**Goal of the exercise**
Format the records below as a JSON list of strings, one string for each line, and leave out any blank lines.

**Record set**
____

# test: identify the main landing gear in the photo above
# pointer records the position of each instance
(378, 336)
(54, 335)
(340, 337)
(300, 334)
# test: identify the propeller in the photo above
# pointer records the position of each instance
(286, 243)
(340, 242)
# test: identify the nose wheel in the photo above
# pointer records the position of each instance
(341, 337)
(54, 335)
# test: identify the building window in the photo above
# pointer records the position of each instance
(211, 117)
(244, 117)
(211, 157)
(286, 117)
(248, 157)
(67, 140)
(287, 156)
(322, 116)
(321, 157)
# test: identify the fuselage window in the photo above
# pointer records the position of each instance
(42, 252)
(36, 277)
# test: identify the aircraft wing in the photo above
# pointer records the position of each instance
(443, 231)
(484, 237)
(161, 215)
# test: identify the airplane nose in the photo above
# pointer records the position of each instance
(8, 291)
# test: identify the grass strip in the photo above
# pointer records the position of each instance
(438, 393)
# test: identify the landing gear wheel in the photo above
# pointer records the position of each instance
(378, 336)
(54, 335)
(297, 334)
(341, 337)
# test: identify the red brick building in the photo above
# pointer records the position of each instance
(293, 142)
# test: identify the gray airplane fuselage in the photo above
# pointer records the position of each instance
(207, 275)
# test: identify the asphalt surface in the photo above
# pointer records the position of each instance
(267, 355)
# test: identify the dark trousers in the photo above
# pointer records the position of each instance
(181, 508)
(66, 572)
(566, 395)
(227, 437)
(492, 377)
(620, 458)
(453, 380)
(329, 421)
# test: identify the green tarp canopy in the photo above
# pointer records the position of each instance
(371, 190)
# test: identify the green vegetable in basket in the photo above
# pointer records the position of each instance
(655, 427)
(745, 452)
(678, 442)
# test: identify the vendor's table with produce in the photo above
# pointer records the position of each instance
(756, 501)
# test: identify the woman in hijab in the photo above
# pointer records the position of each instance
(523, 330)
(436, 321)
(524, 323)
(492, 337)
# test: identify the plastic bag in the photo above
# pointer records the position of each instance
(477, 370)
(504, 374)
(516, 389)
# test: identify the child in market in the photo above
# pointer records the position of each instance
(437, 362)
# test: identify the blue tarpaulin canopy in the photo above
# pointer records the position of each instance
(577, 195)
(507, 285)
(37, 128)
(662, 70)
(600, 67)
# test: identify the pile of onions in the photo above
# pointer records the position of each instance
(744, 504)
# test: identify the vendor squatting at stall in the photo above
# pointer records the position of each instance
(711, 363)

____

**Answer to the task**
[
  "# test: identify the main landing gear in the photo above",
  "# pointer records the position of each instance",
  "(378, 336)",
  "(54, 335)",
  "(340, 337)",
  "(300, 334)",
  "# test: identify the propeller in the photo above",
  "# pointer records the position of each instance",
  "(286, 243)",
  "(340, 242)",
  "# test: identify the nose wheel in the photo above",
  "# pointer records the position of each instance",
  "(341, 337)",
  "(54, 335)",
  "# test: identify the building window in the photo above",
  "# pointer records the position of each instance",
  "(211, 117)",
  "(244, 117)",
  "(211, 157)",
  "(286, 117)",
  "(248, 157)",
  "(67, 140)",
  "(287, 156)",
  "(322, 116)",
  "(321, 157)",
  "# test: identify the fuselage window in the photo above",
  "# pointer records the position of each instance",
  "(42, 252)",
  "(36, 277)",
  "# test: identify the aircraft wing in the photo above",
  "# pointer records the position of each instance",
  "(443, 231)",
  "(484, 237)",
  "(161, 215)",
  "# test: identify the airplane nose in the photo above",
  "# pointer records the position of each instance",
  "(8, 291)",
  "# test: identify the grass strip in the photo above",
  "# pointer records the position of each instance",
  "(438, 393)",
  "# test: identify the landing gear wheel in the photo above",
  "# pointer records the position of each instance",
  "(378, 336)",
  "(54, 335)",
  "(297, 334)",
  "(341, 337)",
  "# test: identify the red brick building in the photo above",
  "# pointer records the position of each instance",
  "(293, 142)",
  "# test: identify the gray airplane fuselage in the photo above",
  "# pointer records the position of each instance",
  "(207, 275)",
  "# test: identify the asphalt surface in the photo above",
  "# pointer records the position of each instance",
  "(267, 355)",
  "# test: identify the dark trousers in the photo above",
  "# pointer records the position of each instance",
  "(181, 508)",
  "(66, 572)",
  "(566, 395)",
  "(227, 437)",
  "(492, 377)",
  "(620, 458)",
  "(453, 380)",
  "(329, 421)",
  "# test: identify the green tarp canopy in the photo above",
  "# pointer records the position of each instance",
  "(371, 190)",
  "# test: identify the green vegetable in basket in the photo above",
  "# pointer records the position of each instance",
  "(655, 427)",
  "(745, 452)",
  "(678, 442)",
  "# test: identify the vendor's table with produce in the photo above",
  "# pointer records the position of each instance",
  "(756, 501)",
  "# test: identify the woman in hijab in the photo above",
  "# pointer records the position of each instance",
  "(523, 330)",
  "(436, 321)",
  "(524, 323)",
  "(492, 337)",
  "# test: identify the plastic bag in the photo above",
  "# pointer records the position of each instance",
  "(477, 370)",
  "(504, 374)",
  "(516, 389)",
  "# test: identify the child in market in the photo above",
  "# pointer records the position of each instance",
  "(437, 362)",
  "# test: identify the blue tarpaulin canopy in the photo above",
  "# pointer records the position of each instance",
  "(577, 195)",
  "(507, 285)",
  "(37, 128)",
  "(662, 70)",
  "(600, 67)",
  "# test: identify the pile of onions in the photo above",
  "# pointer records the position of each instance",
  "(744, 504)",
  "# test: identify the vendor squatting at stall in the photo above",
  "# pointer records the position of each instance",
  "(711, 363)"
]